> **Items listed in a dataset**
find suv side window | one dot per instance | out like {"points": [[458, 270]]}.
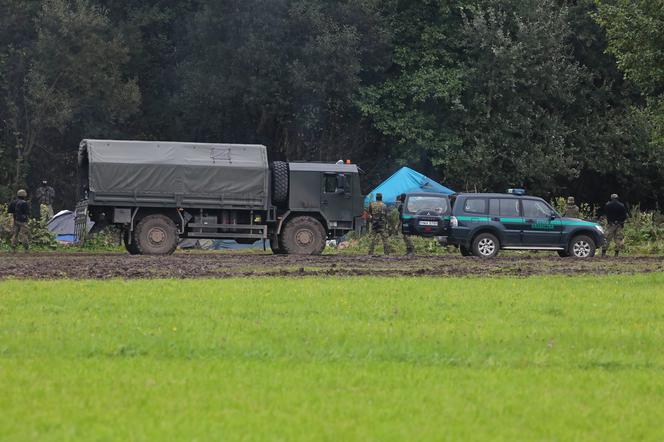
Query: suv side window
{"points": [[507, 207], [475, 205], [535, 209]]}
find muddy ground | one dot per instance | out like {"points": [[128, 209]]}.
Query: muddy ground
{"points": [[223, 265]]}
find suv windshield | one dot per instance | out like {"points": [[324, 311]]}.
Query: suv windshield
{"points": [[435, 204]]}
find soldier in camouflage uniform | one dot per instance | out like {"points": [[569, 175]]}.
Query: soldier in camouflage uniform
{"points": [[378, 218], [616, 215], [20, 210], [410, 248], [571, 209]]}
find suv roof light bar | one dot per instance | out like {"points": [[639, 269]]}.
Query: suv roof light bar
{"points": [[516, 191]]}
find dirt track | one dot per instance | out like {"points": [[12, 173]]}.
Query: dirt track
{"points": [[216, 265]]}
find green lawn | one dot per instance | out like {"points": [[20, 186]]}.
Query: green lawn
{"points": [[546, 358]]}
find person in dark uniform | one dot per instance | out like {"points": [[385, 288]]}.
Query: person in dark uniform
{"points": [[378, 219], [410, 247], [20, 209], [616, 214]]}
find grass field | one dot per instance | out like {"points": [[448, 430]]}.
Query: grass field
{"points": [[542, 358]]}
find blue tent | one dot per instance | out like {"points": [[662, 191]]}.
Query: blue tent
{"points": [[405, 180]]}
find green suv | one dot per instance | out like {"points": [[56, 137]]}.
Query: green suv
{"points": [[481, 224]]}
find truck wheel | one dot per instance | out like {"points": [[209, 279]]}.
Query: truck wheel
{"points": [[131, 247], [156, 235], [303, 235], [279, 182], [485, 245], [582, 246]]}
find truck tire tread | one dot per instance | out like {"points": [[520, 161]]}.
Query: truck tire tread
{"points": [[303, 235], [163, 226]]}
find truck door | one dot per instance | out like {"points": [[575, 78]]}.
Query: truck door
{"points": [[506, 213], [539, 228], [337, 199]]}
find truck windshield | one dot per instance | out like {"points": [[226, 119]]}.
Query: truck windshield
{"points": [[436, 204]]}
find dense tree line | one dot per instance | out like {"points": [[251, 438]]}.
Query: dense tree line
{"points": [[558, 96]]}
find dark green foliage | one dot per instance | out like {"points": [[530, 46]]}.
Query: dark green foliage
{"points": [[481, 94]]}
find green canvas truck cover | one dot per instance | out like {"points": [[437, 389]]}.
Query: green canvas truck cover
{"points": [[181, 174]]}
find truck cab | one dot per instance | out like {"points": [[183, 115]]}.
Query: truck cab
{"points": [[426, 214]]}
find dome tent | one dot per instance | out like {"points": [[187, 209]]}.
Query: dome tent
{"points": [[405, 180]]}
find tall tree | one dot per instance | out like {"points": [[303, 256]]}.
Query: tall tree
{"points": [[71, 80], [635, 31]]}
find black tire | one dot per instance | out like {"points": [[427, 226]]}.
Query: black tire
{"points": [[131, 247], [485, 245], [303, 235], [582, 247], [279, 182], [156, 235]]}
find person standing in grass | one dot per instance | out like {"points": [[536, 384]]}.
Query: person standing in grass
{"points": [[410, 248], [571, 209], [616, 215], [378, 219], [20, 209]]}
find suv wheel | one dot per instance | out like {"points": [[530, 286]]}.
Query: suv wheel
{"points": [[485, 245], [582, 246], [303, 235], [156, 235]]}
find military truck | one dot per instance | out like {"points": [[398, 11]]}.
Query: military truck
{"points": [[161, 192]]}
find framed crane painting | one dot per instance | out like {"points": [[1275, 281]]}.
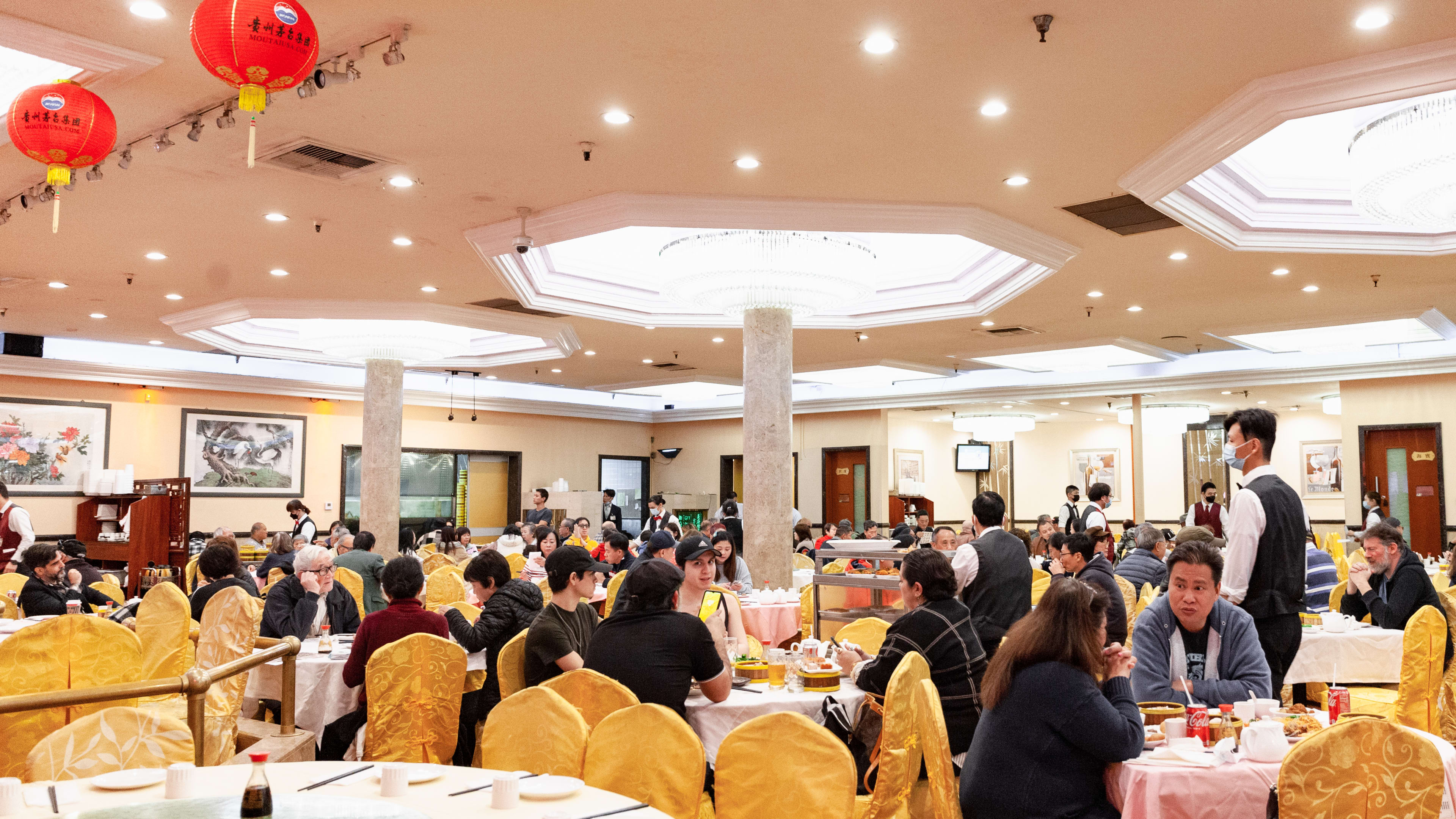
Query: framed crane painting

> **Task prompt**
Every record must be returned exactly. Leave its pictures out.

> **Completed task**
find suv side window | one dot per instance | out like {"points": [[458, 270]]}.
Query: suv side window
{"points": [[507, 207], [475, 205], [535, 209]]}
find muddy ground | one dot per instance | out like {"points": [[128, 209]]}.
Query: muddy ground
{"points": [[223, 265]]}
find suv windshield | one dot per instance | out like {"points": [[324, 311]]}.
Query: suv windshield
{"points": [[435, 204]]}
find soldier in camouflage uniform | one dot per instance | out like {"points": [[569, 175]]}.
Query: soldier in camouflage uniform
{"points": [[378, 218], [616, 215], [20, 210], [410, 248], [571, 209]]}
find suv roof light bar | one dot per instance | out like {"points": [[639, 269]]}.
Query: suv roof light bar
{"points": [[516, 191]]}
find dirt track | one dot per instance | out like {"points": [[12, 173]]}.
Query: dirt track
{"points": [[216, 265]]}
find green lawn | one dot per instance | out like {"points": [[20, 186]]}.
Query: green lawn
{"points": [[546, 358]]}
find person in dark uniform | one dot per instance | out like {"points": [[385, 288]]}.
Query: person in dark uniform
{"points": [[378, 219], [410, 247], [20, 209], [616, 214]]}
find grass field | one dot per instance | out like {"points": [[448, 430]]}.
Query: grass field
{"points": [[542, 358]]}
find blue tent | one dot per instance | out like {"points": [[662, 191]]}.
Query: blue tent
{"points": [[405, 180]]}
find green suv | one dot per instance | out like {"points": [[56, 137]]}.
Query: green suv
{"points": [[481, 224]]}
find truck wheel | one dot per instance | out like {"points": [[209, 279]]}.
Query: truck wheel
{"points": [[131, 247], [156, 235], [303, 235], [279, 182], [485, 245], [582, 246]]}
find truck tire tread | one dot per instance | out like {"points": [[520, 161]]}.
Query: truck tire tread
{"points": [[303, 235], [163, 226]]}
find truck door | one dot per instance | out like {"points": [[575, 78]]}.
Query: truck door
{"points": [[506, 213], [539, 228], [337, 199]]}
find truck windshield | one dot per instance | out like {"points": [[226, 119]]}.
Query: truck windshield
{"points": [[436, 204]]}
find dense tree line | one dot per instance | out like {"points": [[251, 438]]}.
Query: dense tree line
{"points": [[558, 96]]}
find dark green foliage | one dot per instance | out like {"points": [[530, 46]]}.
Query: dark green foliage
{"points": [[481, 94]]}
find green canvas truck cover | one dot per instance | out like {"points": [[437, 389]]}.
Query: green canvas truck cover
{"points": [[181, 174]]}
find truck cab | one dot per instance | out like {"points": [[183, 115]]}.
Query: truck cab
{"points": [[426, 214]]}
find dome tent | one dot per instance | out like {"points": [[187, 209]]}.
Query: dome tent
{"points": [[405, 180]]}
find tall tree | one dot per instance | out like {"points": [[303, 256]]}.
Query: tall tree
{"points": [[71, 80], [635, 31]]}
find black tire | one dot per instance | out like {"points": [[427, 226]]}.
Query: black tire
{"points": [[131, 247], [485, 245], [303, 235], [582, 247], [279, 182], [156, 235]]}
find person standing in grass | one dot per instance | out like {"points": [[536, 384]]}.
Query: person standing in grass
{"points": [[410, 248], [571, 209], [616, 215], [378, 219], [20, 209]]}
find suv wheel | one dot per instance | out like {"points": [[530, 286]]}.
Query: suv wheel
{"points": [[485, 245], [582, 246], [303, 235], [156, 235]]}
find military truck | one dot per instance | out like {"points": [[398, 11]]}.
Query: military truck
{"points": [[161, 192]]}
find framed crane painting | one dot per instance | out like {"points": [[1275, 281]]}.
Query: framed crane painting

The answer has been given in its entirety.